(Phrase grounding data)

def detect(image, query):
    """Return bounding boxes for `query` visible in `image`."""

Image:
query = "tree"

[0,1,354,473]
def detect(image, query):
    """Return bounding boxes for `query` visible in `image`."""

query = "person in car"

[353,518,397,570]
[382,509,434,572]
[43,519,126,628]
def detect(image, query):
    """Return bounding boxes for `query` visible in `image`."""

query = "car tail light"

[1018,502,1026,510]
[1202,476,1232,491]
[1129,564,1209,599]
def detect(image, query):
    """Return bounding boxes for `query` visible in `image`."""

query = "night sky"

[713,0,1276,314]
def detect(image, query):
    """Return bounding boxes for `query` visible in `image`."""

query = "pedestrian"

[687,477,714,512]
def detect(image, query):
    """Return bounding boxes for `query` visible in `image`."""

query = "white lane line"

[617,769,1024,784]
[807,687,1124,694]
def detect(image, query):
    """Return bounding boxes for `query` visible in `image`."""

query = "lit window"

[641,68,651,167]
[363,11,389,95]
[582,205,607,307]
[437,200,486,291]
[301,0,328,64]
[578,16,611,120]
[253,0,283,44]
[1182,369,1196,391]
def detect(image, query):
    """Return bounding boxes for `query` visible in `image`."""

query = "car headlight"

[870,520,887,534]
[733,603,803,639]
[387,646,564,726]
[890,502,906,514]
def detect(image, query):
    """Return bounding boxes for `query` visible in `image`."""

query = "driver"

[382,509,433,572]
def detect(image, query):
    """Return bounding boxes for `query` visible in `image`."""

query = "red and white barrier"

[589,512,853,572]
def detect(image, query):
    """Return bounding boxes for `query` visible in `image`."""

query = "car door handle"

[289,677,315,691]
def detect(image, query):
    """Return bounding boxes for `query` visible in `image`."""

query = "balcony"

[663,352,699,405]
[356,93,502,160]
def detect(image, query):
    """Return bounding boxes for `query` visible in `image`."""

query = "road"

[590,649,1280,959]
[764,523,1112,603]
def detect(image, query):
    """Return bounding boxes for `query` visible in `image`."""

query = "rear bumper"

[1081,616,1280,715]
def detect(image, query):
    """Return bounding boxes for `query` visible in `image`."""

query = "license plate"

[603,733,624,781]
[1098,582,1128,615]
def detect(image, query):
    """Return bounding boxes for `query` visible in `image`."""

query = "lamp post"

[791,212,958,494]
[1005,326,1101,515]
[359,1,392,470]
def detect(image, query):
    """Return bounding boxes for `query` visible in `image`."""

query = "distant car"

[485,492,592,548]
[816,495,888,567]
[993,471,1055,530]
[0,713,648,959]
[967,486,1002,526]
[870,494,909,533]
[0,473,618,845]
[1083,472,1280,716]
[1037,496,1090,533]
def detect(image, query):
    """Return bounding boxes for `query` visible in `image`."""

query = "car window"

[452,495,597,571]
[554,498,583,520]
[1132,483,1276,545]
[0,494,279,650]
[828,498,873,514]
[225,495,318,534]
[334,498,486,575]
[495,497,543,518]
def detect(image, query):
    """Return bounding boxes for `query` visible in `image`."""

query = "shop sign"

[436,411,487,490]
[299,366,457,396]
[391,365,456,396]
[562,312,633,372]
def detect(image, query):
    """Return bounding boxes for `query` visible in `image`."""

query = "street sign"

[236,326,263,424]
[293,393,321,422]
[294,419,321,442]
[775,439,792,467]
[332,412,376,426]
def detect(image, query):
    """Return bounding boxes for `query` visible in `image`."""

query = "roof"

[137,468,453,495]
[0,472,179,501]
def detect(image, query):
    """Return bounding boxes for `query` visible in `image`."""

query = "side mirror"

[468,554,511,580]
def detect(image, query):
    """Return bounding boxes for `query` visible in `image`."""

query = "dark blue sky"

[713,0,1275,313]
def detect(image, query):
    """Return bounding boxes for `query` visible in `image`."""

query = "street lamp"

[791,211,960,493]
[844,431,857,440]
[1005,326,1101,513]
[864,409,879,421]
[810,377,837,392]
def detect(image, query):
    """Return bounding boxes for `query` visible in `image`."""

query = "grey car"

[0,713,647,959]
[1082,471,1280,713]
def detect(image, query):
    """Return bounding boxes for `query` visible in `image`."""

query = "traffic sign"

◆ Assignment ◆
Each line above must be output exactly as it stands.

◆ Output below ◆
def detect(image, query):
    """Return bounding boxes for `query` visible in `image`."""

Image:
query = "tree"

[0,1,354,473]
def detect(image, query):
    """Return bounding boxes for `query` visible in `image`."""

query = "person in car"

[353,518,397,570]
[382,509,434,572]
[43,519,126,628]
def detect(image, query):
    """Return bounding boxes for `query` visible in `image`."""

query = "car tail light"

[1018,502,1026,510]
[1202,476,1232,491]
[1129,564,1209,599]
def detect(image, query):
    """Return bounding boxes for `query` visible in `image`."""

query = "night sky"

[713,0,1276,314]
def detect(image, query):
    """Return bounding boxes for `query` visible in `image`."""

query = "pedestrian"

[687,477,714,512]
def detect(image, query):
    """Return bounding boxes for `query` visible in `image`."""

query = "white lane line"

[617,769,1024,784]
[807,687,1124,694]
def detect(image, query):
    """Return bounding boxes for `query` visible in `image`."""

query = "lit window"

[641,68,651,167]
[363,11,389,95]
[582,205,607,307]
[437,200,486,291]
[301,0,328,64]
[578,16,611,120]
[253,0,283,44]
[1182,369,1196,391]
def detect(image, query):
    """Return bounding boxes for `query` visible in `image`."""

query = "car headlight"

[870,520,887,534]
[733,603,803,639]
[387,646,564,726]
[890,502,906,514]
def detect(image, query):
    """Return bounding boxes for `query` visible in `image`."""

query = "driver"

[382,509,433,572]
def detect(image, query):
    """Return bounding boxes for `query` visible in `image`."""

query = "red and white barrier"

[589,512,853,572]
def detect(image, query):
    """Return bounding boxes for `query` visible in `image`."""

query = "car door handle"

[289,677,315,691]
def detect(image, query):
    """Return bounding boxes for `query` visible in `image`."""

query = "balcony"

[663,352,699,405]
[356,93,502,160]
def detect(image, query):
    """Return bounding boxes for `query` visible in `image`."""

query = "road"

[590,649,1280,959]
[764,523,1112,603]
def detect(image, query):
    """Return bounding boxes for `query` visible in `image`."""

query = "rear bumper"

[1081,616,1280,715]
def detect(image, query):
    """Return bounding boxes for `query` visible in `image`."""

query = "license plate"

[603,733,624,781]
[1098,582,1128,615]
def detect(image, query):
    """Return bounding boxes for `query` visible in `image`."""

query = "lamp post"

[791,212,958,494]
[1005,326,1101,515]
[359,1,392,470]
def detect(image, query):
    """Return bounding boxes for `query` visible in `image`."""

query = "distant car"

[485,492,592,548]
[816,495,888,567]
[993,471,1055,530]
[0,713,648,959]
[967,486,1002,526]
[870,494,909,533]
[0,473,618,845]
[1083,472,1280,716]
[1037,496,1090,533]
def detect(image, query):
    """Return bounding boxes for `query` visible in `image`."""

query = "car window"

[452,495,597,571]
[554,498,583,520]
[1132,483,1276,545]
[0,494,279,650]
[828,498,873,514]
[225,495,318,534]
[334,498,486,575]
[495,497,543,518]
def detect(image, query):
    """Return bounding boxes for `query` visible in `image`."""

query = "shop sign"

[436,411,487,490]
[299,366,457,396]
[391,365,456,396]
[562,312,633,372]
def detect(image, query):
    """Return bounding boxes for `query` visible in `image`."""

query = "street sign"

[236,326,263,424]
[293,393,321,422]
[294,419,321,442]
[775,439,792,467]
[332,412,376,426]
def detect(image, query):
    """Return bounding boxes for `query` visible in `image`."""

query = "roof"

[137,468,453,495]
[0,472,179,501]
def detect(image, query):
    """Return bounding boxes for `query` visible in `image`."""

query = "side mirror"

[468,554,511,580]
def detect(image, query):
    """Return bounding boxes for `query` visible in `image`."""

query = "dark blue sky"

[713,0,1275,313]
def detect(image, query):
    """Return bounding boxes for `query` visible in `image`."""

query = "street lamp"

[791,211,960,493]
[844,431,857,440]
[1005,326,1101,513]
[864,409,879,421]
[810,377,837,392]
def detect(image, query):
    """Return bounding boxes for `query` visible in `image`."""

query = "grey car"

[0,713,647,959]
[1082,471,1280,713]
def detect(image, query):
    """Return bounding boxes for `query` visible in `image`."""

query = "traffic sign"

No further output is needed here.